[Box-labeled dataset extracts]
>> BEGIN

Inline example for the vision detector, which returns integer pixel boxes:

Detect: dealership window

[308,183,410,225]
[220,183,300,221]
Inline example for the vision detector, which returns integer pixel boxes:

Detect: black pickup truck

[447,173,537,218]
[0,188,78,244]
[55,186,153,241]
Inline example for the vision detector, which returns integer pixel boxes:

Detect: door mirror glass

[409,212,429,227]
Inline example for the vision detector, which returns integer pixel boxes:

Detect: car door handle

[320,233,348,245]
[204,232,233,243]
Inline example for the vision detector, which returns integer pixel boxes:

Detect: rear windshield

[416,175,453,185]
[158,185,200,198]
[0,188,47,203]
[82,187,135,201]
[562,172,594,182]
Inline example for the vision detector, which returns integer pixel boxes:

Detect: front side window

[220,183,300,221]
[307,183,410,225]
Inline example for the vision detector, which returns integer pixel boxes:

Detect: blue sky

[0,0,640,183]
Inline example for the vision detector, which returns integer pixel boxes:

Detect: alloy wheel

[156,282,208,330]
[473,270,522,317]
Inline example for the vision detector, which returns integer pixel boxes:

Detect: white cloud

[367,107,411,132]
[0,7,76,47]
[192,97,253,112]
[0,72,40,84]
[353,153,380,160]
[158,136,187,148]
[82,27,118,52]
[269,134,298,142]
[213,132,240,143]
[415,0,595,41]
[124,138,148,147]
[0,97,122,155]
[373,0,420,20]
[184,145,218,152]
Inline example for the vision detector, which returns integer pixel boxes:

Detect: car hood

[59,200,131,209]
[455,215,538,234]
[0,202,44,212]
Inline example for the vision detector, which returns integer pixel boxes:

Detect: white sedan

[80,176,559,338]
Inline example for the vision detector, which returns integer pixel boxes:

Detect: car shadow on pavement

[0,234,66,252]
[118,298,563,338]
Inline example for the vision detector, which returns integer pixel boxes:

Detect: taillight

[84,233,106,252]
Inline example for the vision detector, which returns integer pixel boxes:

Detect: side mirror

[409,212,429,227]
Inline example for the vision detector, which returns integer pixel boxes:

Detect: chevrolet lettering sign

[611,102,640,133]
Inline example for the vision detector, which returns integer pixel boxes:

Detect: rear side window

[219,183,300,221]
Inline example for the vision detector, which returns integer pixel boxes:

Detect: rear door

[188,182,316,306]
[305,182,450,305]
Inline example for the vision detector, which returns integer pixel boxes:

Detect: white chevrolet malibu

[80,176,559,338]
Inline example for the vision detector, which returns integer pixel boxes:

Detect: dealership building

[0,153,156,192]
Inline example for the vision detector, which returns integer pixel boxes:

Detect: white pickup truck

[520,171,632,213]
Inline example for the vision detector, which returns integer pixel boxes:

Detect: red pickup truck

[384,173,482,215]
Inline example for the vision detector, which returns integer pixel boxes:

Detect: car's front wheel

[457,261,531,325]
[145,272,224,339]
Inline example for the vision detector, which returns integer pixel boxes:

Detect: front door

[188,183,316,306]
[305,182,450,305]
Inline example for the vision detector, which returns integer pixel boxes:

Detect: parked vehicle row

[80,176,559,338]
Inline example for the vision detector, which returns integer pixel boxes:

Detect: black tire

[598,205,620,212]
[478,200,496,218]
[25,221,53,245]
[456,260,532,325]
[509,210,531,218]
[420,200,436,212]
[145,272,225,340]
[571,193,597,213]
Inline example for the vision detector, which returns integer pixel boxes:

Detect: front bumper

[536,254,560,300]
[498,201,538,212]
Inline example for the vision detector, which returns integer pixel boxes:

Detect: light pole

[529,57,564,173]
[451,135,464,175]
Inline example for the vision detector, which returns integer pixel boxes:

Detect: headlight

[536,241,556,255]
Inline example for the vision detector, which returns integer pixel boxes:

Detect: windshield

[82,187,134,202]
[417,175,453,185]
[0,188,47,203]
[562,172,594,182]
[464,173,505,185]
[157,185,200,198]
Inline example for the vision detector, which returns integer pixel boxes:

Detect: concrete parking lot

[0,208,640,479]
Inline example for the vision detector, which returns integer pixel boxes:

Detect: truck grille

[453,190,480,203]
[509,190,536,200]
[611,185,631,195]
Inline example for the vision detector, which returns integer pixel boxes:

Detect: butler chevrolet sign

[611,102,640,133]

>> END

● What is asked
Copy these lines exactly, covering every one of the records.

● Result for this exercise
Inline example for the vision detector, which returns integer pixel boxes:

Detect: dealership window

[308,183,410,225]
[220,183,300,221]
Inline example for the vision detector, which returns integer pixel boxes:

Detect: black pickup truck

[447,173,537,218]
[0,188,78,244]
[55,186,153,241]
Inline example for the vision detector, which returns integer pixel boxes:

Detect: door mirror glass

[409,212,429,227]
Inline example for the vision detector, which returns integer pixel boxes:

Detect: car door handle

[320,233,348,245]
[204,232,233,243]
Inline example for the vision detector, which returns integer pixel boxes:

Detect: rear windshield

[416,175,453,185]
[158,185,200,198]
[0,188,47,203]
[82,187,135,201]
[562,172,594,182]
Inline example for the vision detector, which returns integer pixel boxes:

Detect: front side window

[220,183,300,221]
[307,183,410,225]
Inline example for the vision detector, which returns integer pixel boxes:

Detect: blue sky

[0,0,640,183]
Inline example for the vision detector, which returns integer pixel boxes:

Detect: alloy wheel

[156,282,208,330]
[473,270,522,317]
Inline example for the vision detector, which returns integer pixel boxes:

Detect: white cloud

[367,107,411,132]
[0,7,76,47]
[192,97,253,112]
[0,72,40,84]
[353,153,380,160]
[158,136,187,148]
[82,27,118,52]
[269,134,298,142]
[213,132,240,143]
[415,0,595,41]
[124,138,148,147]
[0,97,122,155]
[373,0,420,20]
[184,145,218,152]
Inline example for the vision detector, which returns integer pixel boxes:

Detect: car hood

[59,200,131,209]
[455,215,538,234]
[0,202,44,212]
Inline example for the vision detector, which returns integer pixel boxes:

Detect: white sedan

[80,176,559,338]
Inline example for the vision detector, which returns integer pixel boxes:

Detect: car shadow on pavement

[0,234,66,252]
[118,298,563,338]
Inline example for the vision detector, which returns integer pixel boxes:

Detect: taillight

[84,233,106,252]
Inline example for the vision detector, which returns integer pixel boxes:

Detect: side mirror

[409,212,429,227]
Inline example for the vision detector, which returns integer pixel boxes:

Detect: chevrolet lettering sign

[611,102,640,133]
Inline example for the vision detector, which returns integer pixel boxes:

Detect: rear side window

[219,183,300,221]
Inline example for the vision detector, which returns integer pixel boxes:

Detect: rear door

[188,182,316,306]
[305,182,450,305]
Inline example for the vision detector, which returns integer pixel boxes:

Detect: white chevrolet malibu

[80,176,559,338]
Inline example for the vision detector, which returns integer pixel boxes:

Detect: dealership building

[0,153,156,192]
Inline example for the vision detector, which returns integer pixel boxes:

Detect: white pickup truck

[520,171,632,213]
Inline example for the vision detector, which returns integer pixel boxes:

Detect: red pickup truck

[384,173,482,215]
Inline example for the vision detector, which returns integer pixel boxes:

Detect: car's front wheel

[457,261,531,325]
[145,272,224,339]
Inline example for the vision detector, which returns integer pixel boxes:

Detect: front door

[188,183,316,306]
[305,182,450,305]
Inline example for the vision detector, which returns integer pixel boxes:

Detect: parked vehicle row

[80,176,559,338]
Inline example for the vision detector, which returns integer pixel boxes:

Detect: black tire

[598,205,620,212]
[478,200,496,218]
[25,221,53,245]
[456,260,532,325]
[509,210,531,218]
[420,200,436,212]
[145,272,225,340]
[571,193,597,213]
Inline example for the vision detector, which returns integer pixel boxes:

Detect: front bumper

[536,254,560,300]
[498,201,538,212]
Inline example for the vision detector, which returns integer pixel boxes:

Detect: light pole

[529,57,564,173]
[451,135,464,175]
Inline example for the vision detector, which returns integer pixel boxes:

Detect: headlight

[536,241,556,255]
Inline example for the vision detector, which returns integer pixel boxes:

Detect: windshield

[82,187,134,202]
[417,175,453,185]
[0,188,47,203]
[562,172,594,182]
[464,173,505,185]
[157,185,200,198]
Inline example for the vision detector, which returns integer pixel boxes:

Detect: concrete parking lot

[0,208,640,479]
Inline example for the vision detector, which returns integer pixel boxes:

Detect: truck grille

[453,190,480,203]
[509,190,536,200]
[611,185,631,195]
Inline example for the vision detector, which returns integer pixel boxes:

Detect: butler chevrolet sign

[611,102,640,133]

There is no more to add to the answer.